** start Supplied records **

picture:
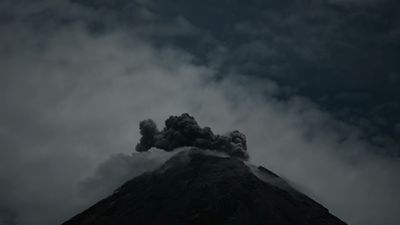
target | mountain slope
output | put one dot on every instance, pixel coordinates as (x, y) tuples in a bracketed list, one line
[(198, 188)]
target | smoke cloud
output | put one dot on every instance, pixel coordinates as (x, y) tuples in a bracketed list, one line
[(182, 131), (71, 101)]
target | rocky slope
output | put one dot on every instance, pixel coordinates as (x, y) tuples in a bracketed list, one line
[(197, 187)]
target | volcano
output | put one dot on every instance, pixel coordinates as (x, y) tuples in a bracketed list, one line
[(199, 186)]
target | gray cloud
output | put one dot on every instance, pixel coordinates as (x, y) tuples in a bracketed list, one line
[(183, 131), (72, 98)]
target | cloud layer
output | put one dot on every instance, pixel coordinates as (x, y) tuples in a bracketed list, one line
[(72, 99)]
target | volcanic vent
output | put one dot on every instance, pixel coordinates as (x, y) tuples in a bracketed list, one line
[(208, 182)]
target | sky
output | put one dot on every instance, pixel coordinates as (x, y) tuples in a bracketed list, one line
[(312, 84)]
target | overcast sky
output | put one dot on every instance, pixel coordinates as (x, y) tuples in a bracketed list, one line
[(312, 84)]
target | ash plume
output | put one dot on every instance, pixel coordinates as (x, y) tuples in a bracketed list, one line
[(183, 130)]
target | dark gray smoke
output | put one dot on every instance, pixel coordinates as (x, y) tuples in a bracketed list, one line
[(180, 131)]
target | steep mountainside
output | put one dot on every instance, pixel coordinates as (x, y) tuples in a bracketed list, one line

** end Supplied records **

→ Exercise aim
Write out all of the entries above word for word. Leave the pictures out of your copy.

→ Exercise response
picture:
target | mountain slope
output | put one dot on every instance, pixel coordinates as (x, y) tuples in a bracketed list, one line
[(198, 188)]
target | smoke cloud
output | put one dot on every instance, pixel coordinates as (x, y) tuples in a bracketed list, one line
[(182, 131), (71, 101)]
target | rocky slope
output | put one dot on every instance, pixel coordinates as (x, y) tuples in a bracketed list, one line
[(197, 187)]
target | volcano
output | put one dot on every instance, pixel coordinates as (x, y) tuples in a bracketed list, one line
[(199, 186)]
target | gray cloud
output | put one dot on every instance, pixel coordinates as (x, y) tuples in a bracketed list, one line
[(183, 131), (72, 98)]
target | cloud layer
output | put one dot on every instance, pixel coordinates as (x, y) tuples in a bracketed list, one line
[(72, 99)]
target | volcanic vent
output | put one dot on every instance, pixel coordinates as (x, y) tuples in a bracketed list, one line
[(208, 182)]
target | sky
output | put one dot on every instance, pixel coordinates as (x, y) tuples in a bracketed list, one line
[(312, 84)]
target | overcast sky
output | put one dot on every instance, pixel coordinates as (x, y) tuples in a bracketed list, one line
[(312, 84)]
target | ash plume
output | put one dot on every instance, pixel coordinates as (x, y) tuples in a bracketed list, one line
[(183, 130)]
target | dark gray smoke
output | put one dot on every instance, pixel coordinates as (x, y) tuples in a bracketed list, one line
[(180, 131)]
target | steep mountainside
output | put one dot on every instance, pixel coordinates as (x, y) tuples in a bracketed list, one line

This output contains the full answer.